== Text provided ==

The House has often heard the quotation from Sir Winston Churchill, "Expenditure is the result of policy". Of course, the Public Accounts Committee is not concerned with policy. It is concerned with the adequacy of systems of financial control and with the avoidance of waste and inefficiency in the public service, and it conducts what is sometimes described as a kind of efficiency audit. It is not concerned with the major questions of policy which determine the major increases or decreases in expenditure.

Nevertheless, as the Reports before the House show, during the course of our investigations this year we have dealt with a number of items some of which involved by any standards very substantial figures of public expenditure. There are two items involving sums in excess of £30 million and one, as the Chief Secretary knows, in which the sum involved is certainly in excess of £100 million. Therefore, although our efforts have sometimes been described in Gladstone's phrase, as "the pursuit of candle ends", they are sometimes substantial candle ends.

The effectiveness of the Committee's work is largely dependent on two things. The first is that it operates, as my colleagues will agree, completely and wholly on non-party and non-partisan lines. The second is that it has the inestimable advantage, unique among the Select Committees of the House, of being served by a complete Department, the Exchequer and Audit Department.

I pay my tribute to the staff of that Department, who, throughout the year, with great devotion to duty, are engaged in detailed and close investigation inside and outside the Departments of State. I acknowledge publicly that we have the very greatest advantage in having in the Comptroller and Auditor General one of the most distinguished public servants of the generation.

I want to make this point, too, because it has some relevance to what was passing in the House a few minutes ago. I suggest from our experience on the Public Accounts Committee that it is very largely a waste of time for anybody to set up numbers of Select Committees unless adequate staffs are provided for them. Our experience on the Public Accounts Committee is that we could not hope to tackle the mass of material which has to be investigated, if Government expenditure Is to be surveyed in this way, unless we were served throughout the year by an effective Department of State. What I have just said has a good deal of relevance to the point made a few minutes ago in a question to the Leader of the House by my hon. Friend the Member for Guildford (Mr. David Howell).

===
== Study material ==

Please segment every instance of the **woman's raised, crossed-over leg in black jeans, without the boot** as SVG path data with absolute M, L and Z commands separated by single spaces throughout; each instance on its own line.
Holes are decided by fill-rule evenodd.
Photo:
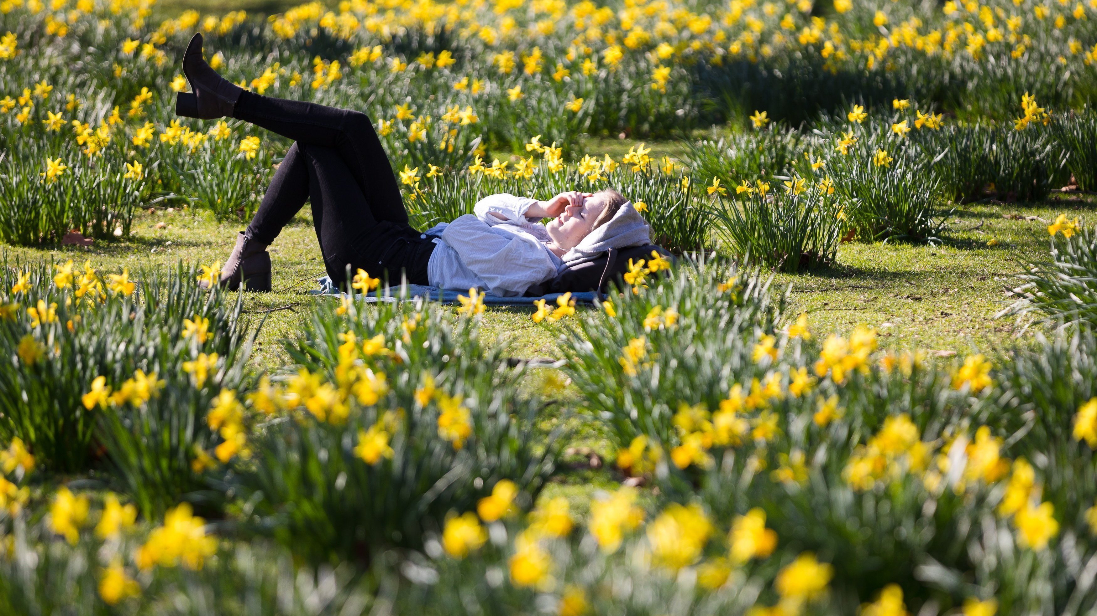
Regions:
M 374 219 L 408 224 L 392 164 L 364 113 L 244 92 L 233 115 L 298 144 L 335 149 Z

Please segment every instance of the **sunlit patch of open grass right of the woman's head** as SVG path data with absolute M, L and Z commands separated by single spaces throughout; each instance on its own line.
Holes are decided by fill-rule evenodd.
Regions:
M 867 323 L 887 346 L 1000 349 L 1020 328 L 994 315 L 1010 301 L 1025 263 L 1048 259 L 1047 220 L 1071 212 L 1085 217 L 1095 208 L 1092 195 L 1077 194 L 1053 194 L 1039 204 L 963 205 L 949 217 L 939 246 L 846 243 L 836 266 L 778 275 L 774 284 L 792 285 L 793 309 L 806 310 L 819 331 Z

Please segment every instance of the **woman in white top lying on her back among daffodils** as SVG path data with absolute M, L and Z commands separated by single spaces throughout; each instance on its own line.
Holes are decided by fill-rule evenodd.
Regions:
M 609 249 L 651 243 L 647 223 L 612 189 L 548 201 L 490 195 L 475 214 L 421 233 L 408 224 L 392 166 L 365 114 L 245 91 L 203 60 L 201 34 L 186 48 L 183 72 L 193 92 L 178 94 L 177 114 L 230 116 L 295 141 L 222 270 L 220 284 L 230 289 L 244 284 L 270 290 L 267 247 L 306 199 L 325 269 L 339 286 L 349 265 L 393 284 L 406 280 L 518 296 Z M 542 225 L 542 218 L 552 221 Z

===
== Study material ==

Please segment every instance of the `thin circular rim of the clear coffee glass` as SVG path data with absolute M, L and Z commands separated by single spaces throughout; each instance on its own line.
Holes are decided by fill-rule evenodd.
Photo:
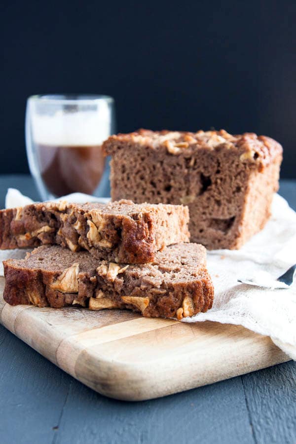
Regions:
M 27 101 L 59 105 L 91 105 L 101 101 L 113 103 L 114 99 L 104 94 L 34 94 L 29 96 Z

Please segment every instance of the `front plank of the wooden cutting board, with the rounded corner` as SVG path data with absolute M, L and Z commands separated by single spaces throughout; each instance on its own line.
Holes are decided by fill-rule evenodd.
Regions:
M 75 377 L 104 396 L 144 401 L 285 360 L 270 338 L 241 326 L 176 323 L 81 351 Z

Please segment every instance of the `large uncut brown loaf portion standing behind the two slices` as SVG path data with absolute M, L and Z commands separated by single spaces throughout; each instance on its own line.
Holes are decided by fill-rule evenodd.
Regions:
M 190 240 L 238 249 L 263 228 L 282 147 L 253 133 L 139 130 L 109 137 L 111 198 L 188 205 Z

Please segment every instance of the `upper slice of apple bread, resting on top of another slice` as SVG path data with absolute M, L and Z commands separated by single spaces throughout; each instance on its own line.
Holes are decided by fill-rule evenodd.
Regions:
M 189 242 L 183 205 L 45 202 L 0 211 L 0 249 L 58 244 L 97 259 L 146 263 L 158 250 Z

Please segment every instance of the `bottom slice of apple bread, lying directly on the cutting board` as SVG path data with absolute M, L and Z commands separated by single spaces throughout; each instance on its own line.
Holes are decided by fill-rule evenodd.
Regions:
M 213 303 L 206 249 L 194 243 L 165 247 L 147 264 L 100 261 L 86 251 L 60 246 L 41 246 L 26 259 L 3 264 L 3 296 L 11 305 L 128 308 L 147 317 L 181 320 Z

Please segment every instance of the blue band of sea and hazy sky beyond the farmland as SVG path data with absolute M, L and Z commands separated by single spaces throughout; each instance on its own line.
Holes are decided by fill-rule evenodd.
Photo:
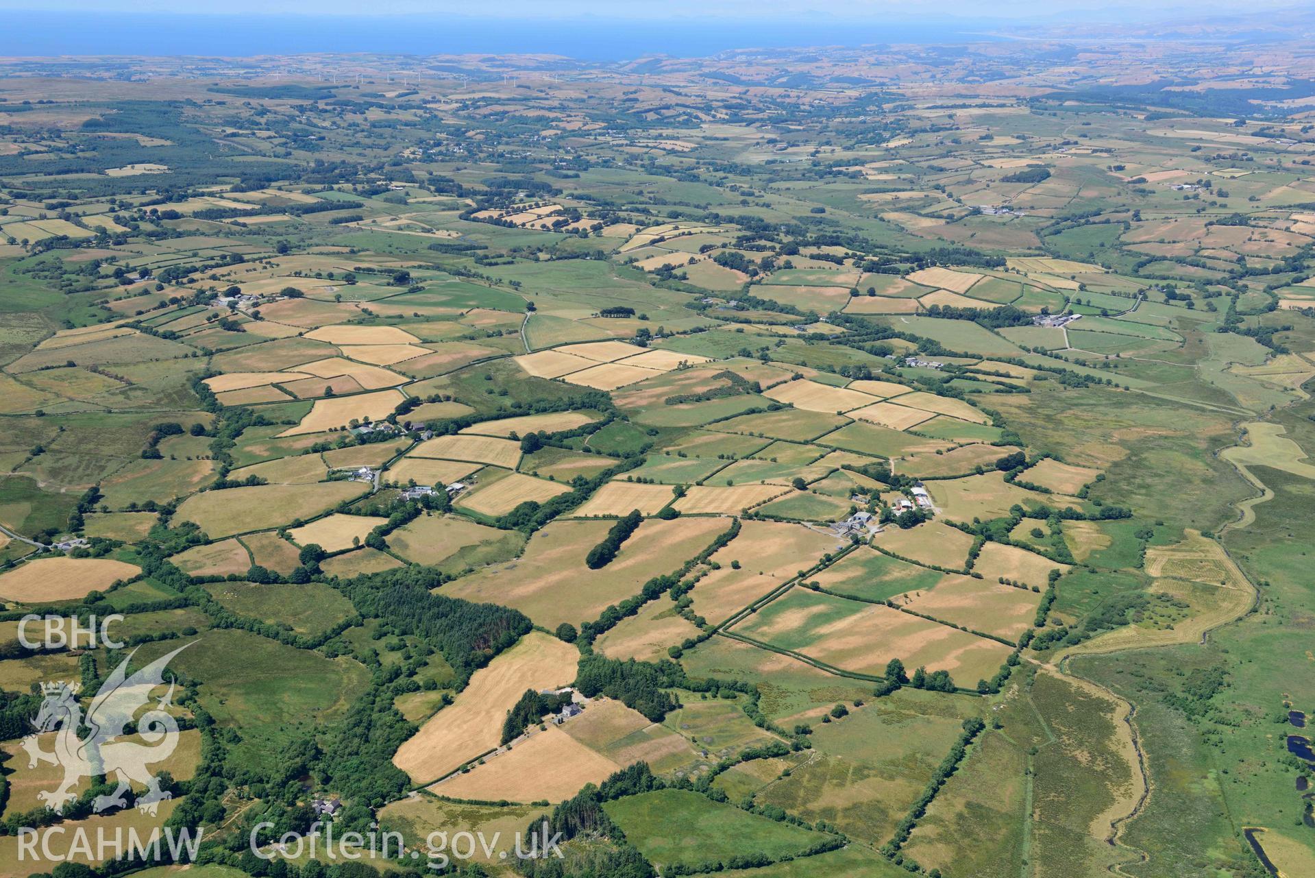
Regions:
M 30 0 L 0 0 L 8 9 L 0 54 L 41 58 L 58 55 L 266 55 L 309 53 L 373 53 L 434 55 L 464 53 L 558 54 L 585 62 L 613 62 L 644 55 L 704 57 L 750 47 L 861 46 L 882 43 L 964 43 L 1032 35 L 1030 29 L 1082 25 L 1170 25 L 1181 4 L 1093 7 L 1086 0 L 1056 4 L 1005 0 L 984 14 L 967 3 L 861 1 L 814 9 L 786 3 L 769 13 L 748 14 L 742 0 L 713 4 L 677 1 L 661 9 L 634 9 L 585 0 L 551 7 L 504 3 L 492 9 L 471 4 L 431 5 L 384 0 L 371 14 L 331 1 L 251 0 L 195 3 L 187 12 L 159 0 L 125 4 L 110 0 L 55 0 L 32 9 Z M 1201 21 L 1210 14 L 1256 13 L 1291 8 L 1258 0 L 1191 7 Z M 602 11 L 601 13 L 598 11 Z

===
== Study material ==

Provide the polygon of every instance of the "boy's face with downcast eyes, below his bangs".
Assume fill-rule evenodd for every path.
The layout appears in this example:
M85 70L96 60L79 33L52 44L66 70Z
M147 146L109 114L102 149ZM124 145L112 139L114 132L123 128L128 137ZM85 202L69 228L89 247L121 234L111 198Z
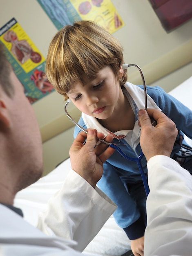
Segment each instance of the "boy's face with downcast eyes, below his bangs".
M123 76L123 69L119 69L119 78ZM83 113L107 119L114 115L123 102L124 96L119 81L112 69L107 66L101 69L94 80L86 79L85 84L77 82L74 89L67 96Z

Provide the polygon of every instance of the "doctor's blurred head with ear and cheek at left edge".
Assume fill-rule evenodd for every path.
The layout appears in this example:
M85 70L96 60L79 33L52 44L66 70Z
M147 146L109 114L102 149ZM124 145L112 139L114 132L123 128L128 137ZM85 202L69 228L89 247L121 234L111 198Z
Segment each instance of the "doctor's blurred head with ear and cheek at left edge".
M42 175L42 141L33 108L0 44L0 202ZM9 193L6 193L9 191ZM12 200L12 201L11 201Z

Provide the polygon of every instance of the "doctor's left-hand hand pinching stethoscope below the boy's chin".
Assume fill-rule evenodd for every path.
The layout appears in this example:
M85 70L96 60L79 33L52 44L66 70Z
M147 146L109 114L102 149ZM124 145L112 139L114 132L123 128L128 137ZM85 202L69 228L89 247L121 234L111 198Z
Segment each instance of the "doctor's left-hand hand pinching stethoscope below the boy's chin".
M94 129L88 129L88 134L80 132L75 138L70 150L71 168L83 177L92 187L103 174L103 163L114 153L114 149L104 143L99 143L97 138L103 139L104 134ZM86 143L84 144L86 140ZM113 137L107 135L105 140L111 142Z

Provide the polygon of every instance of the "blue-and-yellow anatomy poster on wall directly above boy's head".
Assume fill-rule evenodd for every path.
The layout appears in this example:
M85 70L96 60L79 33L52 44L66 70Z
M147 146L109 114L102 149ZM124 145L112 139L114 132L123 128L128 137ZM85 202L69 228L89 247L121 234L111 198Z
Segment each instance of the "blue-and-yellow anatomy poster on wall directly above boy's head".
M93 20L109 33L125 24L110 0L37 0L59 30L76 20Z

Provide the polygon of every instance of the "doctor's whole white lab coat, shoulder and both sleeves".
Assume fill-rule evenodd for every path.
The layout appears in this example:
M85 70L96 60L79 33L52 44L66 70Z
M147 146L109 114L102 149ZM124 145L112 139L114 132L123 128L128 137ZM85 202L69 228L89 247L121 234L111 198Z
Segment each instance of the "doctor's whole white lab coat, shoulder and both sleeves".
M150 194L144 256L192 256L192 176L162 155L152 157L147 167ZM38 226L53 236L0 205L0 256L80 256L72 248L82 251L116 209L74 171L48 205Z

===

§ **Tasks to perform**:
1 > Using the speech on the Public Accounts Committee, decide whether each statement agrees with it: (a) the Committee deals with the major policy questions that determine large rises or falls in expenditure; (b) one item examined this year involved a sum certainly above £100 million; (c) the Committee is served by the Exchequer and Audit Department. Answer yes or no for each and quote the deciding words.
2 > Turn the paragraph of the speech on the Public Accounts Committee that opens "The effectiveness of the Committee's work" into a short list that keeps its main facts.
3 > Carry on the speech on the Public Accounts Committee from its final sentence.

§ **Set of answers**:
1 >
(a) No: "It is not concerned with the major questions of policy which determine the major increases or decreases in expenditure."
(b) Yes: "one, as the Chief Secretary knows, in which the sum involved is certainly in excess of £100 million."
(c) Yes: "of being served by a complete Department, the Exchequer and Audit Department."

2 >
The Committee's effectiveness depends largely on two things:
- It works entirely on non-party, non-partisan lines.
- Uniquely among the Select Committees of the House, a complete Department, the Exchequer and Audit Department, serves it.

3 >
Since the Report in question was submitted, the former Clerk of the Committee, Dr. Eric Taylor, has been transferred to other duties. I know that I express the views of all my colleagues when I say how grateful we are to him for his devoted services over a number of years. Equally, I am sure that I carry my colleagues with me in welcoming his very able successor, Mr. C. J. Boulton.

I must acknowledge, too, the help of the Treasury. I am glad that the Chief Secretary is here. The Committee works very closely with the Treasury. We had the advantage of a Treasury officer of accounts attending the Committee in the person of Mr. A. J. Platt, who, until last summer, when he left the public service, did a great deal of work with the Committee, for the Committee, and for the country, in that capacity. He has a most able successor in Mr. Phelps. I want, through the Chief Secretary, to express our gratitude to the Treasury.

There are about 30 items dealt with in our Report. I should be convicted of repetition which would be intensely tedious, not only for the House, but even for myself, if I were to attempt to deal with all of them. The Motion relates in form to our First, Second, and Third Reports. The Second Report is largely a formality dealing with the exercise of the powers of virement. I am glad to say that it is my understanding that this wholly obsolete procedure is on the way out.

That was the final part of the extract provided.